__Pointing dataset records__:
════════

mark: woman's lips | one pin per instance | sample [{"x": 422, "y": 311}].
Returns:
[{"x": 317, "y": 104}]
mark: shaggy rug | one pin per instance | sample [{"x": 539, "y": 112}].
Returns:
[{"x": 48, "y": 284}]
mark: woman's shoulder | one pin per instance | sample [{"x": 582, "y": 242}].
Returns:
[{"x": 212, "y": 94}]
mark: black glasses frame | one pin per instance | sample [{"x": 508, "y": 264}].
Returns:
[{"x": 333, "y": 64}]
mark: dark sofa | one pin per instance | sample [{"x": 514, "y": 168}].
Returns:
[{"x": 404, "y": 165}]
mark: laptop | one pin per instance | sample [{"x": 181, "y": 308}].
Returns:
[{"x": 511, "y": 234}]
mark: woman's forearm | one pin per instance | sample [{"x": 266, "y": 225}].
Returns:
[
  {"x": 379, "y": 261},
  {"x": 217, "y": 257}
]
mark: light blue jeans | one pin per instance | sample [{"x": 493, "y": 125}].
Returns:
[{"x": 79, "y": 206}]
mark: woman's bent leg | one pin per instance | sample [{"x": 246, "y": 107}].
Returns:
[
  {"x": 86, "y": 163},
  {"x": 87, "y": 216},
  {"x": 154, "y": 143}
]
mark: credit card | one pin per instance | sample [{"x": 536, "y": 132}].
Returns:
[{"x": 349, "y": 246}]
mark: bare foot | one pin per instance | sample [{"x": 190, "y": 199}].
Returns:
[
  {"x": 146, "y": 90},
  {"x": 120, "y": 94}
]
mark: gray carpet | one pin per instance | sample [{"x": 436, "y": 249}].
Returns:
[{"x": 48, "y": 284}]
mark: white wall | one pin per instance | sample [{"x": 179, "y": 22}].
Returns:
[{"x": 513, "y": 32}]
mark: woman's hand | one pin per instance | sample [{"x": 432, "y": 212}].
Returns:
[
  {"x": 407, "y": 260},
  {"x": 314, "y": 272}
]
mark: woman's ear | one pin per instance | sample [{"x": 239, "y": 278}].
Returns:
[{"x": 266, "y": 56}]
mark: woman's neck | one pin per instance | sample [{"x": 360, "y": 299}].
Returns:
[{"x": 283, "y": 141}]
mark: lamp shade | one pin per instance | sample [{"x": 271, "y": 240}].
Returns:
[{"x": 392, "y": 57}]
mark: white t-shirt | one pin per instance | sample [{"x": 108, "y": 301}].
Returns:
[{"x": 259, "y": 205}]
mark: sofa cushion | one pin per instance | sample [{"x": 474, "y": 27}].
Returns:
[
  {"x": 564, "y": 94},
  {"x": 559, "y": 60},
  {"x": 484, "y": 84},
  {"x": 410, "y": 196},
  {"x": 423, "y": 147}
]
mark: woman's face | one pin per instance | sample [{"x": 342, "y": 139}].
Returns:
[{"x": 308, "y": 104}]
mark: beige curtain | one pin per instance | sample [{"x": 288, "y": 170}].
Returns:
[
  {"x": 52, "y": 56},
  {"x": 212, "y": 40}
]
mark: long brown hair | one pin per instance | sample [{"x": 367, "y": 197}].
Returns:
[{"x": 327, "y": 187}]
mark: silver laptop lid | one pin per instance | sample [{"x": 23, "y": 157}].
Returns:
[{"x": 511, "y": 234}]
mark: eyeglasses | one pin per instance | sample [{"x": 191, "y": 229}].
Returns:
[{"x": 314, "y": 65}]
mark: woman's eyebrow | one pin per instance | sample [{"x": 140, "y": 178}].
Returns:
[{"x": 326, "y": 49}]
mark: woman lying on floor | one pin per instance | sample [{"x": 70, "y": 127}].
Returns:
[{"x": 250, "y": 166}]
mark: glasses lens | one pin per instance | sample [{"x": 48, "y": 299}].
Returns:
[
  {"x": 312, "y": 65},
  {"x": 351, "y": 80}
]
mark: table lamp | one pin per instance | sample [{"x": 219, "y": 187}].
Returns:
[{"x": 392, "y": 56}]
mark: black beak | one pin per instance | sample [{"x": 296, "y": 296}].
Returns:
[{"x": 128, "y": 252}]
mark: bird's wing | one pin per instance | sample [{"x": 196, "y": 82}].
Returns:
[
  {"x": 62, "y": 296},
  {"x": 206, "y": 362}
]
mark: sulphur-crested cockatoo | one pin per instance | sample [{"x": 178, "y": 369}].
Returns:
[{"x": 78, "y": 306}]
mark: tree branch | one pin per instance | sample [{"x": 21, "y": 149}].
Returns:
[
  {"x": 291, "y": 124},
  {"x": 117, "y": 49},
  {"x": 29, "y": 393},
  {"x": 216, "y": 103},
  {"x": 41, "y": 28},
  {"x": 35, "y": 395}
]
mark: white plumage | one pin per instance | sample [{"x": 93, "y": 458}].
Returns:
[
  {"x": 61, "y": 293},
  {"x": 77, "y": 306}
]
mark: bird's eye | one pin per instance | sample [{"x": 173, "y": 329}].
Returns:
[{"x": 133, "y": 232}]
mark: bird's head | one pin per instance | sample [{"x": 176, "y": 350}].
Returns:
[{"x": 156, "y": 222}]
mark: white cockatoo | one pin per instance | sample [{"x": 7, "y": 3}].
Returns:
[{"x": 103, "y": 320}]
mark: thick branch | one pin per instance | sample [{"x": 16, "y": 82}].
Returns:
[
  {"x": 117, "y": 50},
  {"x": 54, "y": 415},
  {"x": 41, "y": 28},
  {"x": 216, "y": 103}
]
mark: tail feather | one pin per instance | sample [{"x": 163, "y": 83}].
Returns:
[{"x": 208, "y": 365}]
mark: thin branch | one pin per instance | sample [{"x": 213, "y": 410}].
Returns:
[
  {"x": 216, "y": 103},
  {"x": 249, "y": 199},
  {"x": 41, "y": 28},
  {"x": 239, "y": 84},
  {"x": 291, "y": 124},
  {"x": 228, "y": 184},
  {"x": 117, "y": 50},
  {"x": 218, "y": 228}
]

════════

__The problem__: Reproduce these rows word for word, beginning at the line that contains "mark: bird's eye" and continuing through the end of the rows.

__Reply__:
mark: bird's eye | one pin per instance | sample [{"x": 173, "y": 329}].
Returns:
[{"x": 133, "y": 232}]
mark: bird's head | one pin per instance | sample [{"x": 176, "y": 350}].
Returns:
[{"x": 156, "y": 222}]
mark: white cockatoo | one pin per instance | sample [{"x": 7, "y": 3}].
Returns:
[{"x": 103, "y": 320}]
mark: thick branch | one pin per instance | sample [{"x": 16, "y": 82}].
Returns:
[
  {"x": 117, "y": 50},
  {"x": 54, "y": 415},
  {"x": 41, "y": 28},
  {"x": 216, "y": 103}
]
mark: tail feather | one pin per instance | sample [{"x": 163, "y": 83}].
Returns:
[{"x": 208, "y": 365}]
mark: thin branch | one pin per instance | sample [{"x": 213, "y": 410}].
Returns:
[
  {"x": 216, "y": 103},
  {"x": 249, "y": 199},
  {"x": 41, "y": 28},
  {"x": 239, "y": 84},
  {"x": 291, "y": 124},
  {"x": 228, "y": 184},
  {"x": 117, "y": 50},
  {"x": 218, "y": 228}
]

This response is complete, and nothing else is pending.